▶ Data records:
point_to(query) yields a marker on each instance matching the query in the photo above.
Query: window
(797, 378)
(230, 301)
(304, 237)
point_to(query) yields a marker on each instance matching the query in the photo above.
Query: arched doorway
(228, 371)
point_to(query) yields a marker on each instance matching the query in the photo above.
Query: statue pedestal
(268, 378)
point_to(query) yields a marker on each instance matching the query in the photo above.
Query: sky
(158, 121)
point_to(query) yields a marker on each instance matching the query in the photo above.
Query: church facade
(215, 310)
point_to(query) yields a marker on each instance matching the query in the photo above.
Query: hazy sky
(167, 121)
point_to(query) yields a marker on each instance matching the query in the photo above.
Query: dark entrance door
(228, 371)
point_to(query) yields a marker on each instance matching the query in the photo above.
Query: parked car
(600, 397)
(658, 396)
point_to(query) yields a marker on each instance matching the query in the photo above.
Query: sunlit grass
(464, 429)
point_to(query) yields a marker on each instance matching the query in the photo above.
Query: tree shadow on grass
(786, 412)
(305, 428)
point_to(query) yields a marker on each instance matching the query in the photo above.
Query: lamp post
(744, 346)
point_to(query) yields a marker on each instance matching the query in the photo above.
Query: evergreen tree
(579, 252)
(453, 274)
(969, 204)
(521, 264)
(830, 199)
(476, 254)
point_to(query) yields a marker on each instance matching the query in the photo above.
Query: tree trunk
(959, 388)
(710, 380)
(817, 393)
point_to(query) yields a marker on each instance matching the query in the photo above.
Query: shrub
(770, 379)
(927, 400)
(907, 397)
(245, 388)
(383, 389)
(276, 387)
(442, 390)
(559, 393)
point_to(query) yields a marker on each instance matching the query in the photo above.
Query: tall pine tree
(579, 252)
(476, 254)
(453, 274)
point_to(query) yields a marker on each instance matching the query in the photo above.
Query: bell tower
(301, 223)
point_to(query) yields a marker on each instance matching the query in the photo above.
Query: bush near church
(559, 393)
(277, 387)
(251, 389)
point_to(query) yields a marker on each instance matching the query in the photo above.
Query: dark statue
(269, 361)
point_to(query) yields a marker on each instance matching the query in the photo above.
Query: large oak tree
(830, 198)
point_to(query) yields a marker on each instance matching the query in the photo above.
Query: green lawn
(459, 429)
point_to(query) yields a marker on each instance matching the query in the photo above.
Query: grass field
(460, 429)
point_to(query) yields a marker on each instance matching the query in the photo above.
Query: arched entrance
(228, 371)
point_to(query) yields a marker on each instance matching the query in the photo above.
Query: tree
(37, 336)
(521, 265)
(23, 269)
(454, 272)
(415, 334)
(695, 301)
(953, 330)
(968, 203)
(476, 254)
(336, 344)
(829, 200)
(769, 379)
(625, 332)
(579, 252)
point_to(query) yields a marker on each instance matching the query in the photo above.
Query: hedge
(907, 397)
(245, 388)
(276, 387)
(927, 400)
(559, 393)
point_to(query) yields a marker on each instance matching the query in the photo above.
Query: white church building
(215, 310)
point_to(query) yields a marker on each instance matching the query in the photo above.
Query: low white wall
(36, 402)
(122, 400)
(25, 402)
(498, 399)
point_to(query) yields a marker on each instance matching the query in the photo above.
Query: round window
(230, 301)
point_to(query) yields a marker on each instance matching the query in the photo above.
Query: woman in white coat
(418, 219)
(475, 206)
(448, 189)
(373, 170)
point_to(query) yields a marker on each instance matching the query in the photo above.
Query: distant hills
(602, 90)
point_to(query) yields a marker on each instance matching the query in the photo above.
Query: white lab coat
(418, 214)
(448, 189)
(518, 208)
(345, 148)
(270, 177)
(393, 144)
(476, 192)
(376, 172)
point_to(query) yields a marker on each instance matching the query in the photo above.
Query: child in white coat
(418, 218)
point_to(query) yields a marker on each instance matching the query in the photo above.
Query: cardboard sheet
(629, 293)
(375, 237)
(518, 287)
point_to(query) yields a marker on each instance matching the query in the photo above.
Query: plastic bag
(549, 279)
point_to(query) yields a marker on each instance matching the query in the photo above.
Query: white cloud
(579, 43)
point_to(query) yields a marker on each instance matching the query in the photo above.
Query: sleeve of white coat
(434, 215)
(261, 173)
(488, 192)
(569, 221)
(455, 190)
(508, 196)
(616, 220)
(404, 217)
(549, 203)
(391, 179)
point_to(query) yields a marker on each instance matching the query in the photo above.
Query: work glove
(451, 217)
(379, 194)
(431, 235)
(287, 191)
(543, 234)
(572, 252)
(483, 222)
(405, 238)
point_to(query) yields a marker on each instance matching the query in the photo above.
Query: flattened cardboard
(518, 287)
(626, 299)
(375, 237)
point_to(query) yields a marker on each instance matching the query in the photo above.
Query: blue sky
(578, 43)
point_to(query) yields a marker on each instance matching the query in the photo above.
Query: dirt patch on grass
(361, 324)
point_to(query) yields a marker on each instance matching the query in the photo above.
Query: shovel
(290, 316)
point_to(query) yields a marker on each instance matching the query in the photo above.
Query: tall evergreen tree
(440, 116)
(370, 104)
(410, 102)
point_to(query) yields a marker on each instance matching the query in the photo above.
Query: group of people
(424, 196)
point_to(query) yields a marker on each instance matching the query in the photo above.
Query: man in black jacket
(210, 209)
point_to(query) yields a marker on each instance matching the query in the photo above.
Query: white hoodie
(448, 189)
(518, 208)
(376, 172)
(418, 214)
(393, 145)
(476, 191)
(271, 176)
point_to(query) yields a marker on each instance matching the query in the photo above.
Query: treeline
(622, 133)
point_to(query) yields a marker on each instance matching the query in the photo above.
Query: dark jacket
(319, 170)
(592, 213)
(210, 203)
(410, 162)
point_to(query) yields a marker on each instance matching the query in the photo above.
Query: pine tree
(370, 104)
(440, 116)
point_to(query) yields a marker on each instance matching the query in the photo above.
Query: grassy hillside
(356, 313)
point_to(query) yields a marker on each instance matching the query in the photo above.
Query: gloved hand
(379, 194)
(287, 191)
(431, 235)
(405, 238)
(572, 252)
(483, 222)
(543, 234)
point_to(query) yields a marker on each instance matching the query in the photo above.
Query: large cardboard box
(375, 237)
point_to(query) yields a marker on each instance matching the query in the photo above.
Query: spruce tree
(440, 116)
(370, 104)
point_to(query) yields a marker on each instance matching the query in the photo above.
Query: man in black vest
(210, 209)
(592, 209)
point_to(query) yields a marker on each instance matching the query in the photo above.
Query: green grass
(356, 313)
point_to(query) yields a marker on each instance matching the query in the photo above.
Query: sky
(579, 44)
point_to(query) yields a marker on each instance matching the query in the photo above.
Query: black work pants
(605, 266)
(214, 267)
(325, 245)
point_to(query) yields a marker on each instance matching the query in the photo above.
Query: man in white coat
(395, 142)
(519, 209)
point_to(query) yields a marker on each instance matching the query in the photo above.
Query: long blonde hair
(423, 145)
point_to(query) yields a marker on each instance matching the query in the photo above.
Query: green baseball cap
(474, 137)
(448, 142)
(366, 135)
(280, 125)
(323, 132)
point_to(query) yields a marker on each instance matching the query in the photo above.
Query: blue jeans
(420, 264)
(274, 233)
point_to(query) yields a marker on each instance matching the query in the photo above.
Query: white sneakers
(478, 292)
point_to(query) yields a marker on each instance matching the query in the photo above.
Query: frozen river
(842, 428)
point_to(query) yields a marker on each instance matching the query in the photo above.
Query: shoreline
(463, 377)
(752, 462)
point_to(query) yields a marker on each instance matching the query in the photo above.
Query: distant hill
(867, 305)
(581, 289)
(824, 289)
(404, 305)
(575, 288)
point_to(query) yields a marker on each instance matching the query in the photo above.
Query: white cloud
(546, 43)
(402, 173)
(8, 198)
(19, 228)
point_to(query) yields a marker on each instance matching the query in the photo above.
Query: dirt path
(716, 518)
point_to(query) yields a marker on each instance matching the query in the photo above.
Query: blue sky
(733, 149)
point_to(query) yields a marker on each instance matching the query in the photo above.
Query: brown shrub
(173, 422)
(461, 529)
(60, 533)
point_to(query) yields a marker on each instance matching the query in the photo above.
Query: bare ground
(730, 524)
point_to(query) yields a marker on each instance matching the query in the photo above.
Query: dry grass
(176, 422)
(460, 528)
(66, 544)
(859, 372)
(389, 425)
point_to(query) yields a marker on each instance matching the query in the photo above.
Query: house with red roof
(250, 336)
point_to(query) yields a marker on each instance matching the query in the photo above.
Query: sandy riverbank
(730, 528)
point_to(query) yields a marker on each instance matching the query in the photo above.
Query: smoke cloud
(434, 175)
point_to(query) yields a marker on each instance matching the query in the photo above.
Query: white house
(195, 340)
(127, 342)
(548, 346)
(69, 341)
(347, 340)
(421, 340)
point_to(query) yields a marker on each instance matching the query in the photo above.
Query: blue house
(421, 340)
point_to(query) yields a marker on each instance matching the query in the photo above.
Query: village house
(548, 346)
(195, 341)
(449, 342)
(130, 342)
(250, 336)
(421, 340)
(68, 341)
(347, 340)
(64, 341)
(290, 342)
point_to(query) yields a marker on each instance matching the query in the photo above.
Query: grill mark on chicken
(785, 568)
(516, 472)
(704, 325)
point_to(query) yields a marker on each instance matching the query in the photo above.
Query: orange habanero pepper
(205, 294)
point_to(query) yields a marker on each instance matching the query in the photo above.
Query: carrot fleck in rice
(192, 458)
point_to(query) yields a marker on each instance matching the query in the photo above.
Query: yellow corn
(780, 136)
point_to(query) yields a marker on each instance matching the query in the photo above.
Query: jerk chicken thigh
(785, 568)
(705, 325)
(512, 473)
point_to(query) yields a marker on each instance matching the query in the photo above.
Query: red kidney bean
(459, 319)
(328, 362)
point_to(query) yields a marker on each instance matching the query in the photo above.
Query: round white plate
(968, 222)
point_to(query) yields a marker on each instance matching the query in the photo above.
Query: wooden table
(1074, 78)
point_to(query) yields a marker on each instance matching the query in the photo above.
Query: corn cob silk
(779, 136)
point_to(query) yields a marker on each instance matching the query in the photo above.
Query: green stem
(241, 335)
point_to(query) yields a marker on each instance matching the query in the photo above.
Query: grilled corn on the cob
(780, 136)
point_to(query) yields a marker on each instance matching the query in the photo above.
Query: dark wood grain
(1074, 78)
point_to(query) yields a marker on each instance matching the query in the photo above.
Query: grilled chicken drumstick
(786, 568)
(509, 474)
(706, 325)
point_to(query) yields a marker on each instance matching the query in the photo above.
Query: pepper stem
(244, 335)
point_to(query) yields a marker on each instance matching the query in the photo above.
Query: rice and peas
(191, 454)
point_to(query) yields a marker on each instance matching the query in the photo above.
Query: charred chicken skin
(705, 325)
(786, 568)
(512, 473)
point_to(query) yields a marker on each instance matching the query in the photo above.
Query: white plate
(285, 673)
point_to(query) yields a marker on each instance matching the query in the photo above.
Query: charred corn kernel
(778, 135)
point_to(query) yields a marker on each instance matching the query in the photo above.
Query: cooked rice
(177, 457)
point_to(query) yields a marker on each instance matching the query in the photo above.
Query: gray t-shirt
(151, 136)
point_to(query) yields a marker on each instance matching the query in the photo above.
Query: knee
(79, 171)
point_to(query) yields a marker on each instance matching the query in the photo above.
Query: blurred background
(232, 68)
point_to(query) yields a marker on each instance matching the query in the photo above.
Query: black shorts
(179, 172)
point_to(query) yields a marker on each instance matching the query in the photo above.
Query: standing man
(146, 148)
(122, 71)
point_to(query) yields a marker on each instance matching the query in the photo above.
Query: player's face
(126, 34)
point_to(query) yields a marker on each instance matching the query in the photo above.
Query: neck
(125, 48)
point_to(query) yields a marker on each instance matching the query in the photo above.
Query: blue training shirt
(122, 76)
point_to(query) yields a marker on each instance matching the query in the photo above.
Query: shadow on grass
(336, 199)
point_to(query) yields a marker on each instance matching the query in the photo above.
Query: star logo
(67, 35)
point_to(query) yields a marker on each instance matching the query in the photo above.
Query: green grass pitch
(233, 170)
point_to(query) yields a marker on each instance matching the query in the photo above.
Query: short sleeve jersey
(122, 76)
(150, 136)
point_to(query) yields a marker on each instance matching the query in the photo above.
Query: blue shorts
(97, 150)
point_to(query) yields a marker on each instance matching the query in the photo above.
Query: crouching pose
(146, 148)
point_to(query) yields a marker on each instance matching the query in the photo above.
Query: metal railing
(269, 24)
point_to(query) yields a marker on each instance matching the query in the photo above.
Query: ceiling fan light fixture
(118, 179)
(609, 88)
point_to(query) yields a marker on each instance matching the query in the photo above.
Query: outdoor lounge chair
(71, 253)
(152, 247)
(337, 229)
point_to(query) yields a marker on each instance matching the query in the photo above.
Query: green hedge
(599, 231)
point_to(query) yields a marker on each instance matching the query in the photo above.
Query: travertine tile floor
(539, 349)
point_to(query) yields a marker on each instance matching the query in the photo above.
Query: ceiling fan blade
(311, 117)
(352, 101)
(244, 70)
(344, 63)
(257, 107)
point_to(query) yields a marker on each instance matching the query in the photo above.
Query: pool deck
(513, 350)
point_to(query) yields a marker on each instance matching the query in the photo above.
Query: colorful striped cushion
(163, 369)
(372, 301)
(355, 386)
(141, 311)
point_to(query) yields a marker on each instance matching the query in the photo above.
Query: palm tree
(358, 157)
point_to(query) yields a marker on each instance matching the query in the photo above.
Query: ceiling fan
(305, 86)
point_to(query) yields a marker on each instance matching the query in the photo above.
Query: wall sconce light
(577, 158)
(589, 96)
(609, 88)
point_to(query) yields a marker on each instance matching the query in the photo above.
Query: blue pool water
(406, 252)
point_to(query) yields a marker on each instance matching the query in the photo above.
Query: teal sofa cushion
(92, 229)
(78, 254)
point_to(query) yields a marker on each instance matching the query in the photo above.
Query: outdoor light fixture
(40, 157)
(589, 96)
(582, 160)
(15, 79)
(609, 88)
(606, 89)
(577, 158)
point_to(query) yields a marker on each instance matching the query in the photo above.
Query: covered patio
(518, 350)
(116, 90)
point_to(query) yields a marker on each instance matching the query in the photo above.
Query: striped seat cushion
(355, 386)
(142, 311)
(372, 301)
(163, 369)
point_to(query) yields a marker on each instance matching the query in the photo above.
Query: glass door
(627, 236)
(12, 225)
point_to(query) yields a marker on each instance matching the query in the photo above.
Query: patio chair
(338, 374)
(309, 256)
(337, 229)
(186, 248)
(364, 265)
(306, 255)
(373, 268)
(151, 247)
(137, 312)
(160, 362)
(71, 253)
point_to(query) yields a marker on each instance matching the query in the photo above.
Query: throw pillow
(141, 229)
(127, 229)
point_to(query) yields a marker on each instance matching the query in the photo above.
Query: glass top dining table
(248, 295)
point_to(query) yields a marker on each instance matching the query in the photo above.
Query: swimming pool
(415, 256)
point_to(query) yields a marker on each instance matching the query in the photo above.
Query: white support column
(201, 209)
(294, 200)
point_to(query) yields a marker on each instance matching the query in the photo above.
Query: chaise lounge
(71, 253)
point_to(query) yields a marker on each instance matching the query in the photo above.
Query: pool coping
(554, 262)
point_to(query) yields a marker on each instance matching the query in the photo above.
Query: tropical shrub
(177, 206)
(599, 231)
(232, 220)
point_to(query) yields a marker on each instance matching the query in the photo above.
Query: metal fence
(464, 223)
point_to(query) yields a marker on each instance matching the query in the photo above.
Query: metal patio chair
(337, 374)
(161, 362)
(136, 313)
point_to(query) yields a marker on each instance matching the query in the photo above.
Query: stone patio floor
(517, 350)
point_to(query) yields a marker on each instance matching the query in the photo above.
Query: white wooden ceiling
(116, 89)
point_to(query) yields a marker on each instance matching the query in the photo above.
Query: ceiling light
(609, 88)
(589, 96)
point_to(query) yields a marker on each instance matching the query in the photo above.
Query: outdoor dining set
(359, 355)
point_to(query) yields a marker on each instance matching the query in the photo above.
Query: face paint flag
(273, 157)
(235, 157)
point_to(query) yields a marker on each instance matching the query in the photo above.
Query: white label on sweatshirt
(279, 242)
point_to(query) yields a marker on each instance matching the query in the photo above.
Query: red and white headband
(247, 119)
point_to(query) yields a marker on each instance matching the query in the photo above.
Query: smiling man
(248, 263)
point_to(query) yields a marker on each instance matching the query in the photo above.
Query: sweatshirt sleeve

▶ Task goal: Only the lines from the one containing "Query: red and white headband" through the final line of the data belong in the answer, repeated exactly.

▶ Exercise answer:
Query: red and white headband
(247, 119)
point_to(query) yields a marker on each instance matching the query in the photo above.
Query: smiling man
(248, 263)
point_to(query) yields a marker on each instance matching the query in the photo above.
Query: sweatshirt sleeve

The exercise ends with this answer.